__Material supplied__.

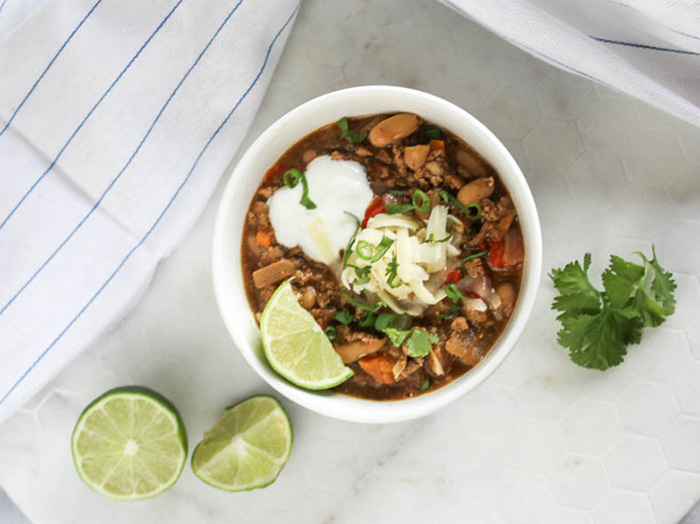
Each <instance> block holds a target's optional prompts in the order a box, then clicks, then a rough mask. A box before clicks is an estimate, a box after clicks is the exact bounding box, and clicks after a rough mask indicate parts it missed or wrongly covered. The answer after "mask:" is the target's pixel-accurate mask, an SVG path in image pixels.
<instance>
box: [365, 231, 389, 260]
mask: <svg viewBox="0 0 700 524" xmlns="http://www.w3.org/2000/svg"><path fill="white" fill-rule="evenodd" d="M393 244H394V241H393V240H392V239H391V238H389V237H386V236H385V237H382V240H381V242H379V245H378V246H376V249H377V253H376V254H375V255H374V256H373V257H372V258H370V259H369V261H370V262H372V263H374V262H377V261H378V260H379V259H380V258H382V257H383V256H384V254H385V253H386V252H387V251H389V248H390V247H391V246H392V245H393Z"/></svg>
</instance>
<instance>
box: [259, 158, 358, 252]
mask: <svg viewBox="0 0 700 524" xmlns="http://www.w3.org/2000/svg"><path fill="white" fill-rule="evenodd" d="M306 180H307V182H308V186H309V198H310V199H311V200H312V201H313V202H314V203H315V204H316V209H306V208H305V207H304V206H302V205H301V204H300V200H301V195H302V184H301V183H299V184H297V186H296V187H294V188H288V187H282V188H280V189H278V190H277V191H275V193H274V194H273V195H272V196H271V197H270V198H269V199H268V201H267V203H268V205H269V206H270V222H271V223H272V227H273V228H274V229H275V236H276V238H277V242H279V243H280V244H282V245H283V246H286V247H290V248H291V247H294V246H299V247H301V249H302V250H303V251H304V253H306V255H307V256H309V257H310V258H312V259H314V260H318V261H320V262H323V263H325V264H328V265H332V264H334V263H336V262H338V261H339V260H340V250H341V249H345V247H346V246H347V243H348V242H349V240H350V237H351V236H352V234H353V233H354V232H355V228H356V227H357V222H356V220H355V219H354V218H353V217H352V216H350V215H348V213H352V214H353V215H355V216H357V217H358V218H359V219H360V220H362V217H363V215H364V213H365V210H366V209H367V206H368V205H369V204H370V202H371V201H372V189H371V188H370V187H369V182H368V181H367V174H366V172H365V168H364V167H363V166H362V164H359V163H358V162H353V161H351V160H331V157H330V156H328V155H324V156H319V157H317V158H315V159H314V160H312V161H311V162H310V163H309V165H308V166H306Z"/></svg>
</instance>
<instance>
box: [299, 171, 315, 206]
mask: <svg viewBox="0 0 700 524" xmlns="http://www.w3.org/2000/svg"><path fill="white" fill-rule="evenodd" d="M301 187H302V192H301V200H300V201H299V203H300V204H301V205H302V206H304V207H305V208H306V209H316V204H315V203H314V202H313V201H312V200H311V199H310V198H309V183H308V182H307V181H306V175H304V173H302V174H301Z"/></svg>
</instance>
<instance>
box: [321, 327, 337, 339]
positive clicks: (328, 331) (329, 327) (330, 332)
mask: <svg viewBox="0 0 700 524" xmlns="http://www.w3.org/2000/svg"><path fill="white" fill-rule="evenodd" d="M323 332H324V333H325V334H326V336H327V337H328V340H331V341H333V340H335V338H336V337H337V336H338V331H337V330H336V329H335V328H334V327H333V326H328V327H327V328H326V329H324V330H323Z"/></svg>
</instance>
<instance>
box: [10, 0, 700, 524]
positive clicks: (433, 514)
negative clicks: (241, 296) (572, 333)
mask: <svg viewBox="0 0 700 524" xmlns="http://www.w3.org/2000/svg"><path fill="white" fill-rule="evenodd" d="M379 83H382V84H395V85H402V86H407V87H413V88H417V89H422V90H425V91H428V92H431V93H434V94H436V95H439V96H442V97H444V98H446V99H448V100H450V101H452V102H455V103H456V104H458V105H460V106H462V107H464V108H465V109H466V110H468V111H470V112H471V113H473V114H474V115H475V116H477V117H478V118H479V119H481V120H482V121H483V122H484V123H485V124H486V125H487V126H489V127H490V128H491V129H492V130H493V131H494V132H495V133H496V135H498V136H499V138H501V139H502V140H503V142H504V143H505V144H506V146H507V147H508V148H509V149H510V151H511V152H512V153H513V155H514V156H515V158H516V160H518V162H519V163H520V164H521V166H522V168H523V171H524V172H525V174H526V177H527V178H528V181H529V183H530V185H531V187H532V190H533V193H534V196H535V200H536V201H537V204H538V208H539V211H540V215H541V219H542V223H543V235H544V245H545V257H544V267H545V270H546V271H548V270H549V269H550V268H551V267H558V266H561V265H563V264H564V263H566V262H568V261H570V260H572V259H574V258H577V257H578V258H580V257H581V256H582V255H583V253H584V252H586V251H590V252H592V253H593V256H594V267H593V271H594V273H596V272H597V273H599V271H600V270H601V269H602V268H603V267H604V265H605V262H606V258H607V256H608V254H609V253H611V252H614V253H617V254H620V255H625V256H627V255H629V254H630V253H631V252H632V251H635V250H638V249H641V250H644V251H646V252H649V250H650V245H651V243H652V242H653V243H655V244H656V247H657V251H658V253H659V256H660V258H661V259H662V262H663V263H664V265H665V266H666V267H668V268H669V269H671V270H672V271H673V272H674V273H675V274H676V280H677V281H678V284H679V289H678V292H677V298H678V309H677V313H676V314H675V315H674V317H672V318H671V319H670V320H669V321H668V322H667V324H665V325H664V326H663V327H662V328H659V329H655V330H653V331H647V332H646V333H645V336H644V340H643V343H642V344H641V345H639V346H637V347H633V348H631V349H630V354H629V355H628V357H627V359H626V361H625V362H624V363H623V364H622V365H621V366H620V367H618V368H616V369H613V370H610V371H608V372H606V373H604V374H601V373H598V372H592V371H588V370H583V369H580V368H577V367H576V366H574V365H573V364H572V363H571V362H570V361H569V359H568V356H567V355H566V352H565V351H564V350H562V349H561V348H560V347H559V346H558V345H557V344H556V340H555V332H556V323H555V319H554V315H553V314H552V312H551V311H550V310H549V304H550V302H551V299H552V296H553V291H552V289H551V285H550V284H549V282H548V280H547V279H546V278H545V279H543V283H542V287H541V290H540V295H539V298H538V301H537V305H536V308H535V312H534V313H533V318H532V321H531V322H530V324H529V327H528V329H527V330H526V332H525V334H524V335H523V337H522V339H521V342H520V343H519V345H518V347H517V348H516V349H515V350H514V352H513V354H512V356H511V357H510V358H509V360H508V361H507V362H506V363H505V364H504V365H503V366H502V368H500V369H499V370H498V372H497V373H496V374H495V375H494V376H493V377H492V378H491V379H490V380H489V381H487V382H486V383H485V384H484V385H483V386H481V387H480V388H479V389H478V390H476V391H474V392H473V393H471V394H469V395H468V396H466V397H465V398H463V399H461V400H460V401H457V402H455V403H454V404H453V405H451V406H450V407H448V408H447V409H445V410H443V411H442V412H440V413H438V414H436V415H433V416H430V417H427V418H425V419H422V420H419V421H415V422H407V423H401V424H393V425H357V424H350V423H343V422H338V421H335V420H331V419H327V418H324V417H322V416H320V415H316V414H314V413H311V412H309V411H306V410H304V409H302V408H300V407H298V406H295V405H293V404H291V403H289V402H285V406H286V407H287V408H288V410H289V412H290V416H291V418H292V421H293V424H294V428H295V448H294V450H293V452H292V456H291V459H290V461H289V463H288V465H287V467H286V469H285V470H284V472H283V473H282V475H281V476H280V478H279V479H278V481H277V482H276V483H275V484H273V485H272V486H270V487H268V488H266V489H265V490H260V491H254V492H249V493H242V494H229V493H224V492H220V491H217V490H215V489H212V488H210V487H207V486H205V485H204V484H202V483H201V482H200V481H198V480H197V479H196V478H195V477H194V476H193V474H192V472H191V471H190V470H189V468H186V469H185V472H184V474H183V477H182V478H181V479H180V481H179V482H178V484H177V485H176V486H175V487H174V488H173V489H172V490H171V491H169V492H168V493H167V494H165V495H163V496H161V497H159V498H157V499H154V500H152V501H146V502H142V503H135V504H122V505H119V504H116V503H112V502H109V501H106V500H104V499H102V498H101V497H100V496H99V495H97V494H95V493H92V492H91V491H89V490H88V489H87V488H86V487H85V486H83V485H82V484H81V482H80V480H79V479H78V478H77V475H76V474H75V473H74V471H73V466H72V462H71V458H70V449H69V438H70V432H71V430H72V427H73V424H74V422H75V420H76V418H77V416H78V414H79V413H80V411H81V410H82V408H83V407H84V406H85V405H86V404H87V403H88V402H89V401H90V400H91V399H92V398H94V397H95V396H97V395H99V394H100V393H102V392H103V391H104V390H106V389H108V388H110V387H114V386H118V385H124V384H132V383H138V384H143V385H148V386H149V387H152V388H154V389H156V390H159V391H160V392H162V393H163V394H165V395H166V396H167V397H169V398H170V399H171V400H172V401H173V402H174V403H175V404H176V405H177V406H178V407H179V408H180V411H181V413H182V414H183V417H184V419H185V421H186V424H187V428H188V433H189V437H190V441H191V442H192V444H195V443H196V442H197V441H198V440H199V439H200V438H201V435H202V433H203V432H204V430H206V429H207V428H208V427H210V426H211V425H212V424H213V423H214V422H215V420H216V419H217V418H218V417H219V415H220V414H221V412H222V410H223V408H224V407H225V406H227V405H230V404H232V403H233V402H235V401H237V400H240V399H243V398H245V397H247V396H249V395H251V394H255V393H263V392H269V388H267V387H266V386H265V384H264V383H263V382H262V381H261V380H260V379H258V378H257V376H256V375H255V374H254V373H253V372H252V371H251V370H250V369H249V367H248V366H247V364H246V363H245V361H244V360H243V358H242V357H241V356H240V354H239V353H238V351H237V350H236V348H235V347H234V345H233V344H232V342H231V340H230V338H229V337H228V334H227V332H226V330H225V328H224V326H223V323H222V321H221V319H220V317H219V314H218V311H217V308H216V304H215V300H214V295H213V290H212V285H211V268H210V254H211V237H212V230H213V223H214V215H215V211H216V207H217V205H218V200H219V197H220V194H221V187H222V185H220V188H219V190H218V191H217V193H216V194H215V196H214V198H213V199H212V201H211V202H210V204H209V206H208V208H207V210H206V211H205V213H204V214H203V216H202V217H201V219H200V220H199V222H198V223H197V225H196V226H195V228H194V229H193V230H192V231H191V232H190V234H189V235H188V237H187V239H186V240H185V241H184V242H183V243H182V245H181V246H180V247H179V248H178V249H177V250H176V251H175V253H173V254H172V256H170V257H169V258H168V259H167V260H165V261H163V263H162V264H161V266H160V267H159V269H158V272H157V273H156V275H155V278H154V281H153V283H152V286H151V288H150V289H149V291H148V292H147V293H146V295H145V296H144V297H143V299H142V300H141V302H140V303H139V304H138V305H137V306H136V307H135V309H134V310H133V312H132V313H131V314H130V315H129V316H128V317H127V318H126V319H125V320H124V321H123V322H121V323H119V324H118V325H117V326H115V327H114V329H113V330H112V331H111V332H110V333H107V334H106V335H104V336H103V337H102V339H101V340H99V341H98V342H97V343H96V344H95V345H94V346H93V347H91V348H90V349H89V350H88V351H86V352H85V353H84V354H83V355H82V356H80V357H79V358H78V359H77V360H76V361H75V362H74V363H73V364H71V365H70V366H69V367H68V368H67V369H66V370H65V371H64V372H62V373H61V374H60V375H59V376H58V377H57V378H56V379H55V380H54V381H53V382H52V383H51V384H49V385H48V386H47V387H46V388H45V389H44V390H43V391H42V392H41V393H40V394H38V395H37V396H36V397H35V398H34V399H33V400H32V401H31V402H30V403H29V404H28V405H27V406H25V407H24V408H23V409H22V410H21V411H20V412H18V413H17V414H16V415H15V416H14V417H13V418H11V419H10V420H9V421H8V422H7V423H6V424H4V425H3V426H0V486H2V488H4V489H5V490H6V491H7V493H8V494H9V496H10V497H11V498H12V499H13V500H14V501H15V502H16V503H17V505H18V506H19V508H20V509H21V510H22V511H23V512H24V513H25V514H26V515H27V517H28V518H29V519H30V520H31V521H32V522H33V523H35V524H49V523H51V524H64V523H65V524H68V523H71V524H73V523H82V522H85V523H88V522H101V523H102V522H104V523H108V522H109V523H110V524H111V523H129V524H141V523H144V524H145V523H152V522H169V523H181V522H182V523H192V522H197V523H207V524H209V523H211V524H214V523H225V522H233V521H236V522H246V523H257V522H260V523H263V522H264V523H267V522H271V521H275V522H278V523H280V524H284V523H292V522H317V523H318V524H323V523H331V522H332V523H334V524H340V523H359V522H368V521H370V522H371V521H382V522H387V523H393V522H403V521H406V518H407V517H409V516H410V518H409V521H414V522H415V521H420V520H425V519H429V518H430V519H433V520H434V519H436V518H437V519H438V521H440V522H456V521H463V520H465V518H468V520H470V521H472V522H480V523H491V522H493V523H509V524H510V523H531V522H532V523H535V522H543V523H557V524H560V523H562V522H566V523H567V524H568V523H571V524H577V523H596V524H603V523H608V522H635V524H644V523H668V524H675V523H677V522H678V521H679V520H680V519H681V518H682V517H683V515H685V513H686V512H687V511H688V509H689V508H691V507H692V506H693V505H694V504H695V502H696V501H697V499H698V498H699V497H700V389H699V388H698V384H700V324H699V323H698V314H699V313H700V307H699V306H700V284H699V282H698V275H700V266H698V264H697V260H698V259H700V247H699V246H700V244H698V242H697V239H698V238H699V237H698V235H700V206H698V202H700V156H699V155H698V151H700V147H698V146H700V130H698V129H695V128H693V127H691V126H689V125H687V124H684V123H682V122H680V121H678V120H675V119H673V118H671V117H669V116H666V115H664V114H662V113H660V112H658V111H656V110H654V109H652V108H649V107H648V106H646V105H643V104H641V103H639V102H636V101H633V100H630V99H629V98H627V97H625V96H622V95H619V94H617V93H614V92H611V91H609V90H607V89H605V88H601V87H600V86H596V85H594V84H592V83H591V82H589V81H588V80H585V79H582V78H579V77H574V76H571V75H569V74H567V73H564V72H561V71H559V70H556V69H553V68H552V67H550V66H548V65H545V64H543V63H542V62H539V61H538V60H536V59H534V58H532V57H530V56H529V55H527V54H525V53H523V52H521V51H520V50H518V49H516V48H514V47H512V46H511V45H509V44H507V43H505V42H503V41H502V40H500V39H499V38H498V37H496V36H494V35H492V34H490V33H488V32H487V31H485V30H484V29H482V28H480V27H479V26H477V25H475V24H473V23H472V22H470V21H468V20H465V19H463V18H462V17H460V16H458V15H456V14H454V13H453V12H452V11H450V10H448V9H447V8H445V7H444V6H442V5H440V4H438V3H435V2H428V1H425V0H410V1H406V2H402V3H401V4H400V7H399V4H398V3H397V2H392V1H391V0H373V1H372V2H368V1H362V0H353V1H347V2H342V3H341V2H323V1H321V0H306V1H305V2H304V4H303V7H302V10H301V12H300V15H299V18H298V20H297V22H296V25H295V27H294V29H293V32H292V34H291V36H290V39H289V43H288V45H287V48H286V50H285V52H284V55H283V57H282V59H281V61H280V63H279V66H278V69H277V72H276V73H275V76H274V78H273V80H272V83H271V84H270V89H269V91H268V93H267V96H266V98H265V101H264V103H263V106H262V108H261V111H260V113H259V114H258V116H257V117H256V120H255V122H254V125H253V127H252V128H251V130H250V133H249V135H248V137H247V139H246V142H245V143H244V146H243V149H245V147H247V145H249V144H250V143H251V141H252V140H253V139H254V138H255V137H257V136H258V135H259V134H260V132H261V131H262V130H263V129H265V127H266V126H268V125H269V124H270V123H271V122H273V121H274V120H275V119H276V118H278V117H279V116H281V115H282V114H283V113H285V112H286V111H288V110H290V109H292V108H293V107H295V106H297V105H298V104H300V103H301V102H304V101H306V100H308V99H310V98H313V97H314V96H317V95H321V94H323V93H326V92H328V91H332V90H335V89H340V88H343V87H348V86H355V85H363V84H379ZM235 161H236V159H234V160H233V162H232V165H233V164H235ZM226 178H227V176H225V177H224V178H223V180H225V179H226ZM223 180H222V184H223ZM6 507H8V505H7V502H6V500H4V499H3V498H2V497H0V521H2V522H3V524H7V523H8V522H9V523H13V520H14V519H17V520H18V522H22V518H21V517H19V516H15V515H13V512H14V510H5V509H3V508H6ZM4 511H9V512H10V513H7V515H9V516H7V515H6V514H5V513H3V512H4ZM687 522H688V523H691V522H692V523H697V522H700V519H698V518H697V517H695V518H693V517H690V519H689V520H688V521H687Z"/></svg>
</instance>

__Required action__.
Could you return exactly the stretch of the data above that starts at the line with "box: [299, 171, 315, 206]" and ends at the line with "positive clicks: (433, 514)", both lines included?

__Result of this task__.
box: [299, 171, 315, 206]
mask: <svg viewBox="0 0 700 524" xmlns="http://www.w3.org/2000/svg"><path fill="white" fill-rule="evenodd" d="M301 187H302V192H301V200H300V201H299V203H300V204H301V205H302V206H304V207H305V208H306V209H316V204H315V203H314V202H313V201H312V200H311V199H310V198H309V183H308V182H307V181H306V175H304V173H302V174H301Z"/></svg>
</instance>
<instance>
box: [321, 327, 337, 339]
positive clicks: (328, 331) (329, 327) (330, 332)
mask: <svg viewBox="0 0 700 524" xmlns="http://www.w3.org/2000/svg"><path fill="white" fill-rule="evenodd" d="M323 332H324V333H325V334H326V336H327V337H328V340H331V341H333V340H335V338H336V337H337V336H338V331H337V330H336V329H335V328H334V327H333V326H328V327H327V328H326V329H324V330H323Z"/></svg>
</instance>
<instance>
box: [10, 0, 700, 524]
positive clicks: (433, 514)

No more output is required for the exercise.